It’s getting to be that time again. I’m cringing at the thought of it. My evil mommy nemesis. What part of motherhood can make me cringe at the very thought of it? Potty training. Baby girl is now 2 and is really starting to show the signs of being ready to start potty training. And as awful as I may sound, this is the one part of parenting that I wish I could fast forward. It took me almost a year to get my son potty trained. Within that year, we moved twice, my husband left on an extended business trip, and I started working outside the home. With these constant changes, it was very difficult to potty train. I’m hoping that I don’t run into the same road blocks with my daughter. So here’s some tips that I learned from my first potty training experience.
- Prep Yourself! While many of us are so busy watching our toddlers to make sure they’re ready to start potty training, make sure you take time to make sure you’re ready. I’ve already attempted round number 1 with my daughter, and failed miserably mainly because I wasn’t ready. I was having several doctor appointments and my medicine kept getting changed. It’s hard enough sometimes adjusting to new medicine without the added pressure of potty training. I especially had some bad side effects of one of my medicines, so I made sure that I took time out to get myself squared away first. Remember, you are no good to anyone else if you haven’t taken care of yourself first. So make sure you get plenty of rest, and if needed reach out to family and friends to help.
- Prep your house. You really want to pick one room to stay in for the first few days to keep the inevitable accidents contained. I picked our upstairs living room because it’s all hardwood floors. I rolled up my area rug and tucked it under my couch for safe keeping. I pull out a few toys and books and closed up all the bedrooms. Keep in mind that every child is different, so I suggest knowing what toys, books, or movies your little one really enjoys. You don’t want them so enthralled that they forget to use the potty, but you want something that will keep their attention longer than a minute. I would also go ahead and do some prep work in your kitchen. Get your snacks and drinks ready. Prep some crock pot or freezer meals so you don’t have to worry too much about dinner.

• [MATERIAL PROVIDED]
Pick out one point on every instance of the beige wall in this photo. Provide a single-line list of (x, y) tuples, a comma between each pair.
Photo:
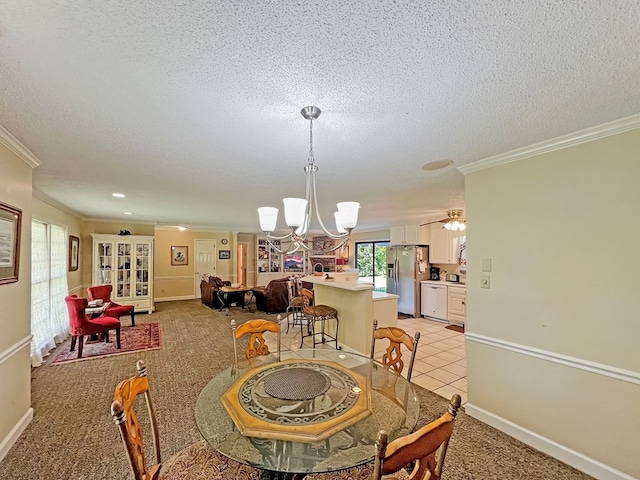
[(552, 346), (15, 308)]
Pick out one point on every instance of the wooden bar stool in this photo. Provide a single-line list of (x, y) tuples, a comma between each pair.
[(319, 313)]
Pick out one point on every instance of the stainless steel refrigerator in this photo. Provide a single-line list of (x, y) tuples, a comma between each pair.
[(407, 266)]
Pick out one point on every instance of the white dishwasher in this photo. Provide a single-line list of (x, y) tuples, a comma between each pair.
[(434, 301)]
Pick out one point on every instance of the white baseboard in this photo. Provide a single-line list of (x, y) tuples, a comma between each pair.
[(15, 433), (172, 299), (577, 460)]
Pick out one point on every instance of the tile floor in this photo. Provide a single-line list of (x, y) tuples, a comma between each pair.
[(440, 364)]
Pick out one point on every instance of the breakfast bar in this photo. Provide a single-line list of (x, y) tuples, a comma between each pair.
[(358, 305)]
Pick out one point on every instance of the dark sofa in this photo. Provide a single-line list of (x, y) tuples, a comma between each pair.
[(209, 286), (274, 298)]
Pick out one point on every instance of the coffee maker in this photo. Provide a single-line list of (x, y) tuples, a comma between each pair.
[(434, 273)]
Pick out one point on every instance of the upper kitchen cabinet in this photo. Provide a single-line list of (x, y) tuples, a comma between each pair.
[(443, 245), (408, 235)]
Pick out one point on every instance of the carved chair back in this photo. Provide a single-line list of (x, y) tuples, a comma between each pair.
[(397, 337), (124, 416), (257, 344), (426, 447)]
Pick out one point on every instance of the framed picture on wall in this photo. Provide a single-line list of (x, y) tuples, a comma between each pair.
[(179, 255), (74, 253), (10, 222)]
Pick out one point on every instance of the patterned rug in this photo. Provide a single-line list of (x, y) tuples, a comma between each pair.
[(145, 336)]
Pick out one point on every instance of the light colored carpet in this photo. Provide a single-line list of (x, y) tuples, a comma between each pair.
[(72, 435)]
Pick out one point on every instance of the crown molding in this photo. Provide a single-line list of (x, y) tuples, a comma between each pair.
[(22, 152), (582, 136), (37, 194)]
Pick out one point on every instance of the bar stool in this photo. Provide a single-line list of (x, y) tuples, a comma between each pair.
[(318, 313)]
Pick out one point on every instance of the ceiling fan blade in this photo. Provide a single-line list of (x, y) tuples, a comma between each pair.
[(444, 220)]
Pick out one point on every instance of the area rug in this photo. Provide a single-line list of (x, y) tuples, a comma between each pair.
[(455, 328), (144, 336)]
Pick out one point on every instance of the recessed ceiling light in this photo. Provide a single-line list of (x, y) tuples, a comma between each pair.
[(437, 165)]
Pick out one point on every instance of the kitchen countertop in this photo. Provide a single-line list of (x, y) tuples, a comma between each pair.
[(442, 282)]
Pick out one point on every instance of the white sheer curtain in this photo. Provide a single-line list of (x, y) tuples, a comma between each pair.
[(49, 317)]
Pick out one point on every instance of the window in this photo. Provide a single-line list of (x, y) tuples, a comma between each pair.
[(49, 316), (371, 262)]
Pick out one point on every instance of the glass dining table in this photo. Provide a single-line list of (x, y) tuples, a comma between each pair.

• [WHAT YOU NEED TO DO]
A. Answer these from the potty training post:
(i) How long did it take to potty train the writer's son?
(ii) What was the main reason the first attempt with the daughter failed?
(iii) Which room did the writer pick to stay in, and why?
B. Please transcribe the stretch of the potty training post from "- Prep Yourself!" through "friends to help.".

• [ANSWERS FOR THIS EXERCISE]
A.
(i) Almost a year.
(ii) The writer wasn't ready.
(iii) The upstairs living room, because it's all hardwood floors.

B.
- Prep Yourself! While many of us are so busy watching our toddlers to make sure they’re ready to start potty training, make sure you take time to make sure you’re ready. I’ve already attempted round number 1 with my daughter, and failed miserably mainly because I wasn’t ready. I was having several doctor appointments and my medicine kept getting changed. It’s hard enough sometimes adjusting to new medicine without the added pressure of potty training. I especially had some bad side effects of one of my medicines, so I made sure that I took time out to get myself squared away first. Remember, you are no good to anyone else if you haven’t taken care of yourself first. So make sure you get plenty of rest, and if needed reach out to family and friends to help.